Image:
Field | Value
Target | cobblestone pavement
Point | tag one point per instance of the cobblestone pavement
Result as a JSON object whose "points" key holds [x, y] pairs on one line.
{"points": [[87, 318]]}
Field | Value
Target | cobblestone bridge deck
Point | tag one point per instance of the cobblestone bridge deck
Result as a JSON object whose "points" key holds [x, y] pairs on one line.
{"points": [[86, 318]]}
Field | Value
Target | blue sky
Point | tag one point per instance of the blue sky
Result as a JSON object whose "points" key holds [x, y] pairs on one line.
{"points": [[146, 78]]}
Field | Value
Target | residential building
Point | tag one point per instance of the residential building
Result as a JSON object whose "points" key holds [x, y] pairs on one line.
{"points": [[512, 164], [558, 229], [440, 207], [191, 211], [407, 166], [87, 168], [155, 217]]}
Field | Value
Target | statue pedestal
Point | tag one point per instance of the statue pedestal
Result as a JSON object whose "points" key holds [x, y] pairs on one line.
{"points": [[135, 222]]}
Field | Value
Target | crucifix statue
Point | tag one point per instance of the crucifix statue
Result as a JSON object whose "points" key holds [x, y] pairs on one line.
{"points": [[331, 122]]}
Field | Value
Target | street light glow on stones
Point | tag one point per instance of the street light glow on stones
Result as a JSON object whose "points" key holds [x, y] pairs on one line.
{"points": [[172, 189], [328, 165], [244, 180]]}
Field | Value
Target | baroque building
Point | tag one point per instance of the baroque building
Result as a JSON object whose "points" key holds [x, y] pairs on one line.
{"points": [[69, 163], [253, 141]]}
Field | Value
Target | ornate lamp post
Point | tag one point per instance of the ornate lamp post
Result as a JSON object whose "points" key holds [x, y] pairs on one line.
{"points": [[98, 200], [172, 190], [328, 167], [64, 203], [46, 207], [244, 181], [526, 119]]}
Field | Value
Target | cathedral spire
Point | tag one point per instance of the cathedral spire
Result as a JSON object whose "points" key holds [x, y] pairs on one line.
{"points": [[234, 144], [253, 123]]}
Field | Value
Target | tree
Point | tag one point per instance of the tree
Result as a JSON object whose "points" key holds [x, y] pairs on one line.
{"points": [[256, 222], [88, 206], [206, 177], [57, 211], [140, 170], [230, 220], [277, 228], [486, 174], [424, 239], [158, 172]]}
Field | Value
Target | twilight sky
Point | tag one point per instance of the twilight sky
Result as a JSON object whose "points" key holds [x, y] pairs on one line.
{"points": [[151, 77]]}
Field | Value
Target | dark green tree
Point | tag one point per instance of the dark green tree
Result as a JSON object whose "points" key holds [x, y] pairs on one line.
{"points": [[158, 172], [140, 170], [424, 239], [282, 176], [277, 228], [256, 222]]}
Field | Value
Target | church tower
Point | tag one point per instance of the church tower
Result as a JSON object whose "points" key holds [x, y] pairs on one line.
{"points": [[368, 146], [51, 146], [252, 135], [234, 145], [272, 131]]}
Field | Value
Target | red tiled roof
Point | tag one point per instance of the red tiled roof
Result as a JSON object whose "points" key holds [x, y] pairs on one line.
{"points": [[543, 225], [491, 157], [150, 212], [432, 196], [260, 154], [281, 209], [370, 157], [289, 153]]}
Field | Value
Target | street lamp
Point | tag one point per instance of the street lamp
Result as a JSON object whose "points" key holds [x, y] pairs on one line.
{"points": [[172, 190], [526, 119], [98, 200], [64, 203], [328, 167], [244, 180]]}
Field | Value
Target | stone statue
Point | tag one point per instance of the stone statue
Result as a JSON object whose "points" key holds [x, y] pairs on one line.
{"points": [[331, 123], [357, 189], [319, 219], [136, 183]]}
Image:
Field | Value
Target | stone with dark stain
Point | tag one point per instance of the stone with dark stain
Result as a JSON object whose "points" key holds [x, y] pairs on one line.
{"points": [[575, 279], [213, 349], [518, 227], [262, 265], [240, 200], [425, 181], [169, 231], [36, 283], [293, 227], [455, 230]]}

**What is expected**: Scan the records above for the word "ornate". Copy each line that has it.

**Response to this exercise**:
Target | ornate lamp post
Point | tag one point per instance of the ornate lamp post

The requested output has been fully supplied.